Write out every entry word for word.

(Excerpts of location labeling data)
———

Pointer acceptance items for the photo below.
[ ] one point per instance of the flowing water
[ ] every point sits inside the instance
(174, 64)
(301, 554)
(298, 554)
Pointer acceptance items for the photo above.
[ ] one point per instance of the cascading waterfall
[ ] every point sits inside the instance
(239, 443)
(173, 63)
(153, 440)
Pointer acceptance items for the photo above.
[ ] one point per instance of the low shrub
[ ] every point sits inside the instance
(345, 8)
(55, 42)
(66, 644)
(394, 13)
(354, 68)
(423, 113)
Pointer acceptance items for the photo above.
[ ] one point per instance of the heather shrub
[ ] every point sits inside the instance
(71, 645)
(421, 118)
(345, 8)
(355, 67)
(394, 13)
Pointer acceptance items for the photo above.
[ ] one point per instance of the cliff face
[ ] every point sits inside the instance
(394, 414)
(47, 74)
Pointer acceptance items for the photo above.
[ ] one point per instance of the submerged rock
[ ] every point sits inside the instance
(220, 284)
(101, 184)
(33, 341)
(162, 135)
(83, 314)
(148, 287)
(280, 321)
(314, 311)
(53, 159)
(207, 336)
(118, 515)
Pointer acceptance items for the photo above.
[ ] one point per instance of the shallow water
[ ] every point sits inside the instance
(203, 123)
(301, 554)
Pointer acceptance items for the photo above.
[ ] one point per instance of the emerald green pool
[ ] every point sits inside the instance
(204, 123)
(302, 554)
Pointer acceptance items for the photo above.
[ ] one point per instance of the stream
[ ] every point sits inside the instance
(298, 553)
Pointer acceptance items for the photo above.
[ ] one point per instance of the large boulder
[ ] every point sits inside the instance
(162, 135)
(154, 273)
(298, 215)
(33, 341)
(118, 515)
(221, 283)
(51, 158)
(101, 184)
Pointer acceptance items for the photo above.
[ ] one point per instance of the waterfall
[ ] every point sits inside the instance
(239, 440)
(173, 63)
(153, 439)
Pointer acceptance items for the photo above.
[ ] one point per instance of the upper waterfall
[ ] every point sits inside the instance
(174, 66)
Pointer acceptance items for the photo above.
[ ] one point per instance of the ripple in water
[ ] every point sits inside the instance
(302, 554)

———

* _Answer for the task_:
Pointer acceptance items for the photo below.
[ ] one point per instance of the flowing water
[ ] every point sits inside the instance
(174, 64)
(301, 554)
(298, 554)
Pointer acceptance items for the photo above.
[ ] one point per instance of the cascading waterfall
[ ] every point sits inside the instance
(239, 443)
(173, 63)
(153, 440)
Pointer acceptance items for the photo above.
[ ] one point per instance of the low shrub
[ ] every point sits inside the instance
(345, 8)
(55, 42)
(66, 644)
(394, 13)
(354, 68)
(423, 113)
Pointer acceptance items for the photo above.
[ ] one point per instance of the heather shrub
[ ] every point sits inside the instance
(71, 645)
(421, 118)
(345, 8)
(355, 67)
(394, 13)
Pointer acceptance items for the photo above.
[ ] one point per instance of the cliff face
[ ] every point sits inside the instance
(394, 414)
(47, 74)
Pointer acceptance items for the photo above.
[ ] one point per instance of the submerged rock
[ ] every point sits inside the instance
(220, 284)
(101, 184)
(33, 341)
(162, 135)
(83, 314)
(148, 287)
(280, 321)
(314, 311)
(53, 159)
(207, 336)
(118, 515)
Pointer acceptance items for the photo above.
[ ] one point per instance of the shallow water
[ ] every point sits inside the instance
(203, 123)
(301, 554)
Pointer acceptance items for the photo above.
[ ] one point per instance of the emerald green pool
[ ] every point sits inside the instance
(204, 123)
(302, 554)
Pointer acceptance items for the photo above.
[ ] one point per instance of the stream
[ ] every point sits inside the instance
(298, 553)
Pointer acceptance items for the photo above.
[ ] one point per instance of the large boulder
[ ] every point sits inside the instance
(162, 135)
(154, 273)
(298, 215)
(33, 341)
(118, 515)
(221, 283)
(51, 158)
(101, 184)
Pointer acceptance items for the photo above.
[ ] one point per instance of the waterfall
[ ] every point sits inside the instance
(239, 440)
(173, 63)
(153, 439)
Pointer acceptance items for the photo above.
[ ] one point per instance of the upper waterfall
[ ] every point sits inside the instance
(174, 66)
Pointer acceptance items for the photo above.
[ ] one point per instance of the ripple in water
[ ] every point sits inside the instance
(302, 554)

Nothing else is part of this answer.